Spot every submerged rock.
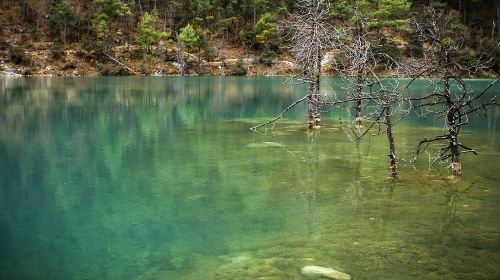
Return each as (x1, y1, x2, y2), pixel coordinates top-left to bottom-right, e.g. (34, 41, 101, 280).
(263, 142, 284, 148)
(246, 142, 284, 148)
(246, 143, 268, 148)
(231, 254, 252, 263)
(301, 266, 351, 280)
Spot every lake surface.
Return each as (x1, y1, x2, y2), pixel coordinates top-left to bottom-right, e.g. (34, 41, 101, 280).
(0, 77, 499, 280)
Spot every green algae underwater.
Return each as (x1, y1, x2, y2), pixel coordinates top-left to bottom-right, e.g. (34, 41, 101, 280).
(0, 76, 499, 280)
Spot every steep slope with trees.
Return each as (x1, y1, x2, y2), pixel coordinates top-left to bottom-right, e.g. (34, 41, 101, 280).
(0, 0, 498, 76)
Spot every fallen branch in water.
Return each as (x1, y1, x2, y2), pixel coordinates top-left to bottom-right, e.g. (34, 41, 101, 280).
(250, 95, 308, 131)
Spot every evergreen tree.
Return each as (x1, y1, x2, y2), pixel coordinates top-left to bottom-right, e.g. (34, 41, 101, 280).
(178, 23, 206, 71)
(254, 12, 279, 50)
(178, 23, 205, 54)
(94, 0, 132, 43)
(355, 0, 411, 31)
(136, 11, 170, 53)
(193, 0, 214, 22)
(48, 0, 74, 43)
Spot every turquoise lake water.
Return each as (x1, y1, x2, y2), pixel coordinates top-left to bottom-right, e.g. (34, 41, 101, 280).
(0, 77, 499, 279)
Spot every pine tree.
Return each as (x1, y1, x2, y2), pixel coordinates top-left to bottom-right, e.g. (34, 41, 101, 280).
(48, 0, 74, 43)
(178, 23, 204, 54)
(93, 0, 131, 43)
(178, 23, 206, 71)
(136, 12, 170, 53)
(354, 0, 411, 31)
(254, 12, 279, 50)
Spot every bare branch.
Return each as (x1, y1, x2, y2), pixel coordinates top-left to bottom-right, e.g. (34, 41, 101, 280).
(412, 135, 450, 163)
(250, 95, 308, 131)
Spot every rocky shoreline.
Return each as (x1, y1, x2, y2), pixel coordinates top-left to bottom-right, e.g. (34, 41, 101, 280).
(0, 42, 301, 77)
(1, 48, 497, 78)
(0, 60, 298, 77)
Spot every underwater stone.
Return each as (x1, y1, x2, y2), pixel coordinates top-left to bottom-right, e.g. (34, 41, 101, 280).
(246, 143, 268, 148)
(245, 142, 284, 148)
(231, 254, 251, 263)
(263, 142, 285, 148)
(300, 266, 351, 280)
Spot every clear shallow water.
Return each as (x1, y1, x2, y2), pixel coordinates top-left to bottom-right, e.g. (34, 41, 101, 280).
(0, 77, 499, 280)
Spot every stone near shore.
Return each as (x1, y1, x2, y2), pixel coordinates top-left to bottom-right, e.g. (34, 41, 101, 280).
(300, 266, 351, 280)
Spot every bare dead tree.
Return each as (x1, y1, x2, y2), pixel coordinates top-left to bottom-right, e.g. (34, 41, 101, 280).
(250, 0, 338, 131)
(327, 12, 412, 176)
(409, 7, 500, 177)
(369, 77, 413, 177)
(334, 14, 375, 130)
(330, 72, 411, 176)
(288, 0, 336, 129)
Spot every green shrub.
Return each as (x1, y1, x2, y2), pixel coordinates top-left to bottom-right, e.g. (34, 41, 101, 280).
(139, 64, 152, 75)
(61, 62, 76, 70)
(75, 49, 86, 58)
(203, 46, 216, 62)
(241, 28, 258, 50)
(98, 63, 129, 76)
(82, 37, 105, 59)
(259, 44, 277, 66)
(231, 58, 247, 76)
(143, 53, 157, 61)
(22, 68, 33, 76)
(8, 46, 30, 65)
(50, 42, 65, 60)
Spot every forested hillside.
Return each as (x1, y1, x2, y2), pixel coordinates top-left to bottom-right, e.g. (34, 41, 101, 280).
(0, 0, 499, 76)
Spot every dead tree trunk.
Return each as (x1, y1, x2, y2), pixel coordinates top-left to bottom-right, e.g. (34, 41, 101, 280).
(307, 82, 315, 127)
(253, 0, 257, 27)
(354, 73, 363, 127)
(444, 75, 461, 176)
(307, 48, 322, 129)
(314, 50, 321, 127)
(338, 18, 371, 130)
(354, 22, 366, 127)
(447, 116, 461, 176)
(198, 47, 202, 74)
(384, 106, 397, 177)
(102, 52, 138, 74)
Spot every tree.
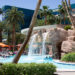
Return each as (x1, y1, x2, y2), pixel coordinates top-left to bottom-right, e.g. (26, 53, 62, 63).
(0, 8, 3, 14)
(64, 0, 75, 28)
(4, 25, 13, 45)
(36, 19, 45, 26)
(55, 15, 63, 24)
(12, 0, 42, 63)
(39, 6, 52, 25)
(58, 3, 67, 25)
(0, 8, 3, 42)
(0, 21, 4, 42)
(68, 0, 72, 11)
(15, 33, 25, 45)
(4, 7, 24, 51)
(47, 14, 55, 24)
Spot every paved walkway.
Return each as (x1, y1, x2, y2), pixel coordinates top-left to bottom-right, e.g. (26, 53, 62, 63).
(55, 71, 75, 75)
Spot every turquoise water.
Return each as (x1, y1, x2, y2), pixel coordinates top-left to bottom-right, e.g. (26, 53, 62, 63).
(0, 55, 75, 70)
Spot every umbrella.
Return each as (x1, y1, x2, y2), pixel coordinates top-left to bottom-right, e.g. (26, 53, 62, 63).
(0, 43, 9, 47)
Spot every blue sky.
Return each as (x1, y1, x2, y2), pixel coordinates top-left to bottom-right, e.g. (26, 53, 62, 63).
(0, 0, 75, 10)
(0, 0, 75, 20)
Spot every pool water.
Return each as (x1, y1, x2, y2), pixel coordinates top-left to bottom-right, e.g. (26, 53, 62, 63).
(0, 55, 75, 70)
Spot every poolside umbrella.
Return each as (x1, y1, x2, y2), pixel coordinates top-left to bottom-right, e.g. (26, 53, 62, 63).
(0, 43, 9, 47)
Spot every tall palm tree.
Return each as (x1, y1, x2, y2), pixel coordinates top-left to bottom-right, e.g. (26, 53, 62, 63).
(64, 0, 74, 28)
(4, 25, 12, 45)
(0, 21, 4, 42)
(0, 8, 3, 42)
(58, 5, 66, 24)
(55, 15, 63, 24)
(68, 0, 72, 11)
(0, 8, 3, 14)
(12, 0, 42, 63)
(39, 6, 50, 25)
(5, 7, 24, 51)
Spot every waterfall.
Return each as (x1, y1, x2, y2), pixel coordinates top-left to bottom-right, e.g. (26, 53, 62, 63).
(28, 34, 37, 56)
(28, 32, 48, 56)
(42, 32, 48, 55)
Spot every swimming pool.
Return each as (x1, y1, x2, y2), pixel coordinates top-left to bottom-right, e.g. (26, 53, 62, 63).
(0, 55, 75, 70)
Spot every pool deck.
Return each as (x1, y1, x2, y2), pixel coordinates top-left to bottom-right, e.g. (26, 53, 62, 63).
(55, 71, 75, 75)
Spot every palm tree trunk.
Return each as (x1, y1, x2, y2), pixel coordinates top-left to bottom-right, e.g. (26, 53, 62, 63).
(0, 29, 2, 42)
(12, 0, 42, 63)
(68, 0, 72, 11)
(64, 0, 74, 29)
(45, 15, 47, 25)
(63, 15, 65, 25)
(7, 30, 11, 45)
(12, 24, 16, 51)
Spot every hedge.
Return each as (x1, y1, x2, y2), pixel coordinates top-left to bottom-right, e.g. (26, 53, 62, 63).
(0, 63, 56, 75)
(61, 53, 75, 62)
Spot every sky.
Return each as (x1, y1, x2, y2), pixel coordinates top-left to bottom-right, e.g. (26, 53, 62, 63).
(0, 0, 75, 20)
(0, 0, 75, 10)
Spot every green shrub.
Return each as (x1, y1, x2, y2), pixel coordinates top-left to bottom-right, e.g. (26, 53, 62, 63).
(61, 53, 75, 62)
(64, 25, 71, 30)
(0, 63, 56, 75)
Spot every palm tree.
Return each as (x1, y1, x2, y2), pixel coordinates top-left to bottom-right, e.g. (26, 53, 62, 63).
(39, 6, 50, 25)
(68, 0, 72, 11)
(47, 14, 55, 24)
(58, 4, 67, 25)
(4, 25, 12, 45)
(0, 21, 4, 42)
(0, 8, 3, 14)
(64, 0, 75, 28)
(55, 15, 63, 24)
(12, 0, 42, 63)
(0, 8, 3, 42)
(4, 7, 24, 51)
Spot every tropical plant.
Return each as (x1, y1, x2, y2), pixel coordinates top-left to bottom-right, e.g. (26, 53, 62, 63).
(12, 0, 42, 63)
(4, 7, 24, 51)
(61, 53, 75, 62)
(36, 19, 45, 26)
(0, 21, 5, 42)
(0, 8, 3, 14)
(68, 0, 72, 11)
(47, 14, 55, 24)
(0, 8, 3, 42)
(63, 0, 75, 29)
(39, 6, 52, 25)
(7, 33, 25, 45)
(15, 33, 25, 45)
(64, 25, 71, 30)
(58, 4, 67, 25)
(55, 15, 63, 24)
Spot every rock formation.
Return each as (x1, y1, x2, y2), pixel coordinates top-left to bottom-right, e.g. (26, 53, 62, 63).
(49, 28, 75, 59)
(32, 27, 75, 59)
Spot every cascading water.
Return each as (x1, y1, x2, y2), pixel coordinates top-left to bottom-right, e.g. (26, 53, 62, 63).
(42, 32, 49, 55)
(28, 34, 37, 56)
(28, 32, 49, 56)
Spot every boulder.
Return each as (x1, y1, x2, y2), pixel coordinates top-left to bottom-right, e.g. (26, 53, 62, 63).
(67, 36, 75, 41)
(61, 41, 75, 53)
(48, 28, 68, 59)
(68, 30, 75, 36)
(49, 28, 68, 44)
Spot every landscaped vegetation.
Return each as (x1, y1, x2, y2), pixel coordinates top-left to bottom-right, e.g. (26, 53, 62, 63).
(0, 63, 56, 75)
(61, 53, 75, 62)
(64, 25, 72, 30)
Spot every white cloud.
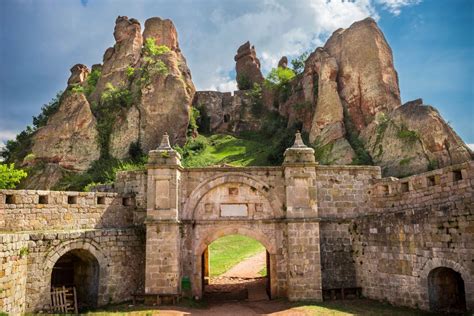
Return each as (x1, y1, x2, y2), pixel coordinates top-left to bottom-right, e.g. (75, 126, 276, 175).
(188, 0, 386, 92)
(187, 0, 422, 92)
(468, 144, 474, 151)
(0, 130, 18, 144)
(376, 0, 421, 16)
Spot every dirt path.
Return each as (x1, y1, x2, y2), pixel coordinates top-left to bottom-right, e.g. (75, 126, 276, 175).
(221, 251, 266, 278)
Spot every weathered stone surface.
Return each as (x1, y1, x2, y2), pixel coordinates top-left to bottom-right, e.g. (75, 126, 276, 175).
(2, 156, 473, 314)
(90, 16, 143, 102)
(235, 41, 264, 89)
(31, 92, 100, 171)
(324, 17, 401, 133)
(109, 105, 140, 159)
(19, 163, 68, 190)
(278, 56, 288, 69)
(129, 17, 195, 149)
(193, 91, 229, 131)
(192, 90, 261, 134)
(143, 17, 179, 51)
(67, 64, 90, 85)
(361, 99, 473, 176)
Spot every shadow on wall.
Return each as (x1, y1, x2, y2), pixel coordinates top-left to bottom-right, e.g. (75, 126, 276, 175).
(428, 267, 467, 313)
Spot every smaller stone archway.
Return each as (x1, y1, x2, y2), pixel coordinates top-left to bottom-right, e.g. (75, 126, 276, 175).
(419, 258, 473, 312)
(44, 239, 109, 309)
(428, 267, 466, 313)
(192, 226, 279, 300)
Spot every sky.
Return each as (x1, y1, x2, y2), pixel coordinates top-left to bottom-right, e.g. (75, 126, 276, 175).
(0, 0, 473, 150)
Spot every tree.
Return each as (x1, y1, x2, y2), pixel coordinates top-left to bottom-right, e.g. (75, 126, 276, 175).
(291, 51, 309, 75)
(0, 163, 27, 189)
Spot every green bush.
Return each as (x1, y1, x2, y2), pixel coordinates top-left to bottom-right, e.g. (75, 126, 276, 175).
(291, 51, 309, 75)
(237, 74, 252, 90)
(313, 73, 319, 99)
(397, 124, 420, 144)
(342, 106, 373, 165)
(85, 68, 101, 96)
(247, 83, 264, 116)
(195, 105, 211, 134)
(143, 38, 171, 56)
(71, 83, 85, 94)
(126, 66, 135, 78)
(399, 157, 412, 166)
(427, 159, 439, 171)
(265, 66, 296, 103)
(54, 156, 146, 191)
(128, 141, 145, 162)
(100, 83, 133, 108)
(92, 83, 134, 158)
(0, 163, 27, 189)
(188, 107, 200, 136)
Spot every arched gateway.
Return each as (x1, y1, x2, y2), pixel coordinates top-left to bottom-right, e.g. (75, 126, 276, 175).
(144, 133, 323, 301)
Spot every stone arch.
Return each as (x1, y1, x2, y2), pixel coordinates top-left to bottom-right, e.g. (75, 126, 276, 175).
(194, 226, 277, 256)
(419, 258, 473, 311)
(184, 172, 283, 219)
(191, 225, 278, 299)
(43, 238, 109, 308)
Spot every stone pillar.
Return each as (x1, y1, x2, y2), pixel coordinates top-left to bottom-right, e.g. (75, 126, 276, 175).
(283, 132, 322, 301)
(145, 133, 182, 294)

*-*-*

▶ [Required action] Among the lines above, count those containing "stone" and give only that count.

▶ [Completed task] 6